RECORDS SUPPLIED Block Start
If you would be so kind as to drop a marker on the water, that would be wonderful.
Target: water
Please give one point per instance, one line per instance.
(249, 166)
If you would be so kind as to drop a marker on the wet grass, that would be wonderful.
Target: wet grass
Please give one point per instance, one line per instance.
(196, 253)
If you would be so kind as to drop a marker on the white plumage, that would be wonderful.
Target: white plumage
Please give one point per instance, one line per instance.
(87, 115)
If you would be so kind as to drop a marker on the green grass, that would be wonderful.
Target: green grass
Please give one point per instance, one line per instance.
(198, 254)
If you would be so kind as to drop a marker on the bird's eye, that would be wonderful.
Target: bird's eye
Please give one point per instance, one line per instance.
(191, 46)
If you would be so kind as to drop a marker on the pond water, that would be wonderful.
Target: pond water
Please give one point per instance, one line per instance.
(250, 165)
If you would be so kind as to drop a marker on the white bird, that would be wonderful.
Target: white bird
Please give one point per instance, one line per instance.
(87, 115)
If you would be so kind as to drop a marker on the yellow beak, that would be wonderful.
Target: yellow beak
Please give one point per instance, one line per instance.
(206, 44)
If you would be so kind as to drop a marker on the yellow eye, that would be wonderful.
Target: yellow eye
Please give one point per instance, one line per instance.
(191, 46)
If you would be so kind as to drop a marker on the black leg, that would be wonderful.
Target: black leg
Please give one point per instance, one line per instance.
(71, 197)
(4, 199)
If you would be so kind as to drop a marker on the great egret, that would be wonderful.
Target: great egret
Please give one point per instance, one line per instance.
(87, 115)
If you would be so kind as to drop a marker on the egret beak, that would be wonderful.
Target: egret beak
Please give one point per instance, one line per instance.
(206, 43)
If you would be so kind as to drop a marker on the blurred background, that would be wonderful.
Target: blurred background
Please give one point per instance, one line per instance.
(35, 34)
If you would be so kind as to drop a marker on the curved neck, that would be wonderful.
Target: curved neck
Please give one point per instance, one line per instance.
RECORDS SUPPLIED Block End
## ACTIVITY
Word for word, repeat each entry shown above.

## ANSWER TO THE PROBLEM
If you would be so kind as to drop a marker on the water, that would be wonderful.
Target: water
Please give one point per instance, one line per instance.
(249, 166)
If you would be so kind as to drop a marker on the wet grass, that would be wonderful.
Target: wet grass
Please give one point per instance, one line per instance.
(196, 253)
If you would be so kind as to drop a marker on the white plumage, that would be wonderful.
Target: white plumage
Please give one point per instance, one line per instance.
(87, 115)
If you would be so kind as to drop a marker on the green grass, that would be wonderful.
Target: green grass
Please give one point per instance, one line per instance.
(198, 254)
If you would be so kind as to drop a marker on the bird's eye, that would be wonderful.
Target: bird's eye
Please give one point per instance, one line per instance.
(191, 46)
If you would be so kind as to drop a marker on the pond water, that would be wonderful.
Target: pond water
Please give one point per instance, one line per instance.
(250, 165)
If you would be so kind as to drop a marker on the white bird, that would be wonderful.
Target: white bird
Please give one point per instance, one line per instance.
(87, 115)
If you would be so kind as to drop a marker on the yellow beak, that would be wonderful.
Target: yellow beak
Please give one point per instance, one line per instance.
(206, 44)
If you would be so kind as to drop a marker on the yellow eye, that would be wonderful.
Target: yellow eye
Please give one point per instance, one line per instance.
(191, 46)
If you would be so kind as to drop a marker on the black leg, that would be wonderful.
Target: black leg
Please give one point per instance, one line per instance.
(71, 197)
(4, 199)
If you would be so kind as to drop a marker on the great egret, that would be wonderful.
Target: great egret
Please give one point per instance, one line per instance.
(87, 115)
If you would be so kind as to drop a marker on the egret beak, that would be wonderful.
Target: egret beak
Please give one point per instance, one line per instance.
(206, 43)
If you would be so kind as to drop a marker on the blurred background, that would be wonderful.
Target: blurred background
Please give one point per instance, one line per instance.
(35, 34)
If you would be so kind as to drop a marker on the curved neck, that would be wonderful.
Target: curved neck
Please give one point per instance, one line per instance.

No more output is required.